►

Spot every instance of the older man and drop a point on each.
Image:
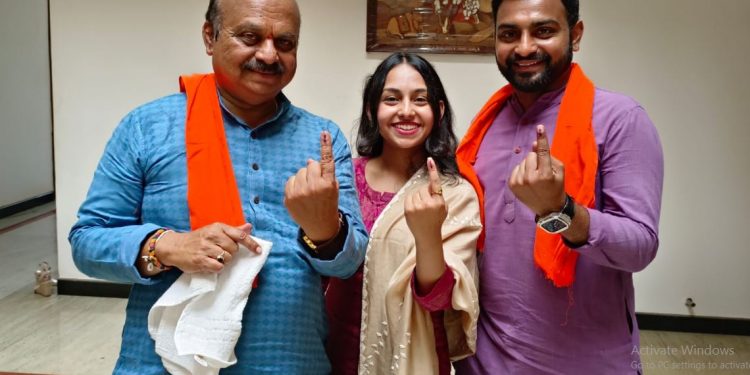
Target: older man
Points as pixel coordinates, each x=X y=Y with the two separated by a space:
x=571 y=180
x=185 y=179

◄

REQUIREMENT: Could you repeat all of the entries exactly, without the pictures?

RESULT:
Spot every instance of the older man and drop a point on each.
Image:
Target: older man
Points as pixel coordinates, each x=X y=Y with the two separated by a space:
x=571 y=180
x=185 y=179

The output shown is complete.